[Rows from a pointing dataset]
= = = = =
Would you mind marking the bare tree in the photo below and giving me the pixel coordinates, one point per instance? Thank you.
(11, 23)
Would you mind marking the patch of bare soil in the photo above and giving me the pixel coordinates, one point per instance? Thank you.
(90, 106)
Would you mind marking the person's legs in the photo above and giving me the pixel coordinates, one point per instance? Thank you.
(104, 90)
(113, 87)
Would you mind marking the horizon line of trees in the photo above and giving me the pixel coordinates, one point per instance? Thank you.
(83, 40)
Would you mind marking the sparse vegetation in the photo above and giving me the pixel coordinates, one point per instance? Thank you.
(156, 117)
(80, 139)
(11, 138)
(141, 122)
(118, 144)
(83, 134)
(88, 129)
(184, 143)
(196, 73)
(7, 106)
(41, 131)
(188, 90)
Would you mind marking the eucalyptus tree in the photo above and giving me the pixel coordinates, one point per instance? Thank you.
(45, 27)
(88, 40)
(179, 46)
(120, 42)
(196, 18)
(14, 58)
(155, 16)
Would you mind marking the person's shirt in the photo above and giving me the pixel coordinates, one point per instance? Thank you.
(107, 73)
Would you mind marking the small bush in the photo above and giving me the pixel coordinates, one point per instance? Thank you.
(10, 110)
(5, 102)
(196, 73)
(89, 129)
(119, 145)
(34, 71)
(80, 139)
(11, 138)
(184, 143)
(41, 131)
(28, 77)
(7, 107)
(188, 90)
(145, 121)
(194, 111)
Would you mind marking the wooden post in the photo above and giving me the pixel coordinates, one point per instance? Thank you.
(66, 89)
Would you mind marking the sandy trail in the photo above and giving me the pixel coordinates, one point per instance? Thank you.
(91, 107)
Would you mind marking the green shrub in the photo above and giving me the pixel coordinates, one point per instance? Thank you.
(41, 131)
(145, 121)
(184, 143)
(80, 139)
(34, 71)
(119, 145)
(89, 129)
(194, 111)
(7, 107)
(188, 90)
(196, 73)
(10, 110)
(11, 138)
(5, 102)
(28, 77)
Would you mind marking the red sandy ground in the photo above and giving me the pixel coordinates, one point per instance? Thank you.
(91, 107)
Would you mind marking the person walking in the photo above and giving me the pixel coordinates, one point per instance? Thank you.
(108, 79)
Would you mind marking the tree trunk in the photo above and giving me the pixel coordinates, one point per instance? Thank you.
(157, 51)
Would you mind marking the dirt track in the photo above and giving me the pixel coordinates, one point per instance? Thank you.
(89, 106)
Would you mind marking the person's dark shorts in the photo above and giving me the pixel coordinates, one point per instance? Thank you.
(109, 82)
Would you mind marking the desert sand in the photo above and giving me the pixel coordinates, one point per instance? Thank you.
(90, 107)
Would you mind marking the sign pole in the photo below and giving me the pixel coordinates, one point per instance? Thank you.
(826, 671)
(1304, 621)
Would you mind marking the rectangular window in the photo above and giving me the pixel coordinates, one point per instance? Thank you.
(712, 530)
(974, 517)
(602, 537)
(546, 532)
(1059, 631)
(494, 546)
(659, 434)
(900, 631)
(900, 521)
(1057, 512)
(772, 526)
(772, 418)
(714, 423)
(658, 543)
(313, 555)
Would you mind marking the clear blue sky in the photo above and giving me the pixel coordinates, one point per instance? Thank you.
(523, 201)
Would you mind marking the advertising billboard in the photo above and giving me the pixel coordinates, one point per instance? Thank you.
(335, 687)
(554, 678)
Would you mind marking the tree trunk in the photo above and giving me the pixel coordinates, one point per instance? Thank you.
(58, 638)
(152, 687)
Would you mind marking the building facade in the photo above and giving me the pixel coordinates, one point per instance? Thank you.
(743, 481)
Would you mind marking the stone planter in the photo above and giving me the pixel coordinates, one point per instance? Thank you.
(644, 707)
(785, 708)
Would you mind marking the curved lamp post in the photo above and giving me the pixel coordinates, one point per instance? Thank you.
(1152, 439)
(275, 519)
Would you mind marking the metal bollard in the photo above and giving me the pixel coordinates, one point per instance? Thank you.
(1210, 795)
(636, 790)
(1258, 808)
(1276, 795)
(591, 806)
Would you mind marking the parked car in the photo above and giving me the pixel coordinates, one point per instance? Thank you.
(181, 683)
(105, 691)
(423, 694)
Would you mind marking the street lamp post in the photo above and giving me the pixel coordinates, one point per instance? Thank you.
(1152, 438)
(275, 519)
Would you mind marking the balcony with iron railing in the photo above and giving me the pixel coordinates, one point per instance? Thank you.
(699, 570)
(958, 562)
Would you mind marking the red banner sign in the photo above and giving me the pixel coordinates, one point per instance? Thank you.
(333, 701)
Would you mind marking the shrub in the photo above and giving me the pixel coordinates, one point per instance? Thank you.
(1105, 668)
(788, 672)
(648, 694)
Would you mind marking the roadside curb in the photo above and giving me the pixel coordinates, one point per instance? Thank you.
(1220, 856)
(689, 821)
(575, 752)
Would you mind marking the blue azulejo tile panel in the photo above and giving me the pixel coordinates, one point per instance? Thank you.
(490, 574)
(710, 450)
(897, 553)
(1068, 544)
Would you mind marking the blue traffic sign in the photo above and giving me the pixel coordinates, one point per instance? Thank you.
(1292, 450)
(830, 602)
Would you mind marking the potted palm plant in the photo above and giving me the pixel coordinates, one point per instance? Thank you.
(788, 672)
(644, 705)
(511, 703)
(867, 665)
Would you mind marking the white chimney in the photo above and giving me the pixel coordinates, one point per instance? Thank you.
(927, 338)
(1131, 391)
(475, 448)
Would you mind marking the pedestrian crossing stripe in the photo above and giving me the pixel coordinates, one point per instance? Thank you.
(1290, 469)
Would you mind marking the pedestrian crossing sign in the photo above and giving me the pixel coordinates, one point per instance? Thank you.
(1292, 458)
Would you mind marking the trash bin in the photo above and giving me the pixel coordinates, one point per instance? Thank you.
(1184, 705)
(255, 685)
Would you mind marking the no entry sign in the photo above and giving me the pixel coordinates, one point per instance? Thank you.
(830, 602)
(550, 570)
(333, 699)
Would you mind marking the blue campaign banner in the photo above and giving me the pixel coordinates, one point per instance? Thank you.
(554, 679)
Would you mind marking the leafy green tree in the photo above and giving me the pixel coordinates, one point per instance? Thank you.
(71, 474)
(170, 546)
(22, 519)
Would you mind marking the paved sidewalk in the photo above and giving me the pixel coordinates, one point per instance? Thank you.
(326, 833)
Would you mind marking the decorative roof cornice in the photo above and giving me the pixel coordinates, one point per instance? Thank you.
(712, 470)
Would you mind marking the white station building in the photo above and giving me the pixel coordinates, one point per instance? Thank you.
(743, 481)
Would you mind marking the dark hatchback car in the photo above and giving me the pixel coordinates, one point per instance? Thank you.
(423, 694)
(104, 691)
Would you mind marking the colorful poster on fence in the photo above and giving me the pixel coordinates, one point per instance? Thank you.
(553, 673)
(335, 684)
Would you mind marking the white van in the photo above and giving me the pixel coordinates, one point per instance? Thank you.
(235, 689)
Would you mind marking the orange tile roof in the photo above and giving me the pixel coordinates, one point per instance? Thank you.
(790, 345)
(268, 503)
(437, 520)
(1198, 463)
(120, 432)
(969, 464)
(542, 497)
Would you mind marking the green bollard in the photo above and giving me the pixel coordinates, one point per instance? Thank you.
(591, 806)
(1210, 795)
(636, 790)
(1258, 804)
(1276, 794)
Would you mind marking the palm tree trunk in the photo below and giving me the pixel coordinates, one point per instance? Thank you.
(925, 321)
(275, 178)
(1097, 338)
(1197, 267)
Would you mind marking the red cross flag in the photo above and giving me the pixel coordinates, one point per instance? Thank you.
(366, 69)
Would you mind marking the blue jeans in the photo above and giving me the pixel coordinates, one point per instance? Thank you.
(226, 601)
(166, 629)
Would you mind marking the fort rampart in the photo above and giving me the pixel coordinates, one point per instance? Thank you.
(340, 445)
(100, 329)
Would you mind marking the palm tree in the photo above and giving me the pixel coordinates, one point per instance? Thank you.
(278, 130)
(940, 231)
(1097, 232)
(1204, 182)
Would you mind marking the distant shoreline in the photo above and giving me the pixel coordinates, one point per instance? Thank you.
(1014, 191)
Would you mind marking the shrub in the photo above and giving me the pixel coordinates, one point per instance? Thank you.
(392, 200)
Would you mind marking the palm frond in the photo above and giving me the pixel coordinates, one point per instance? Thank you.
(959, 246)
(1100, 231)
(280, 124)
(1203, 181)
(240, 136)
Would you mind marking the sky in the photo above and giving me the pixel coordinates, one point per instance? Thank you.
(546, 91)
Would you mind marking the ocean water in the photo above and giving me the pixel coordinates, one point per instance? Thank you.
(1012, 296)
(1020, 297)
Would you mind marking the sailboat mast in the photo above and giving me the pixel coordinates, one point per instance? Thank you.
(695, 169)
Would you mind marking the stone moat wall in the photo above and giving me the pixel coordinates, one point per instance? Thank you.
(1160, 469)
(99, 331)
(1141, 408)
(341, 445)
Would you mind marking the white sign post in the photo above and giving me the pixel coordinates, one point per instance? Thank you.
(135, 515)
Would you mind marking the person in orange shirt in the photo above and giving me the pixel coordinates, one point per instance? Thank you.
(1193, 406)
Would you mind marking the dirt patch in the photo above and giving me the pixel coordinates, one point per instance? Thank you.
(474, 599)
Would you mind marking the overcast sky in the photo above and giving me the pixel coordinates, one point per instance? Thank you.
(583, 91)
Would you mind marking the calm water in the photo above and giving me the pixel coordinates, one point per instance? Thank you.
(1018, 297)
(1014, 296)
= = = = =
■ WORK INSTRUCTIONS:
Rewrite every line of the data from the line containing "Would you mind marking the decorative" down to and including the line containing "(1197, 267)", shifting each coordinate value up by 10 and leaving all other wording unchanged.

■ SOLUTION TO THIS PROBLEM:
Would you mind marking the decorative roof cornice in the photo above and giving me the pixel coordinates, one point per instance? Thank you.
(722, 480)
Would you mind marking the white station building in the photo above and giving me the pixel coordinates, one point per instance? Thank you.
(753, 491)
Would you mind marking the dark hatchback car in the photo above and giving me the pixel coordinates, one point per instance? Thank you.
(433, 704)
(114, 701)
Would you mind marking the colorful poster on fence in the photo above and giving me the pixel coordinates, one point per instance? Thank you.
(563, 683)
(345, 694)
Would you mind marking the white van in the photo above and giving me the pixel coordinates, one point per instance? Thank you.
(245, 699)
Would you mind marking the orange tile roof in the photo above and giving me the pixel coordinates, one point per instance? Thank you.
(800, 355)
(278, 513)
(447, 530)
(1208, 473)
(130, 442)
(979, 474)
(552, 507)
Would you mind marking the green bollard in the photo above and giving me the pixel coordinates, one point per instance? Thank you.
(601, 816)
(1220, 805)
(646, 800)
(1268, 814)
(1286, 804)
Would you mind marking the palm tree trunk in the photo below and giving me the pixel coordinates, one point per instance? Thank you.
(935, 331)
(285, 188)
(1107, 348)
(1207, 277)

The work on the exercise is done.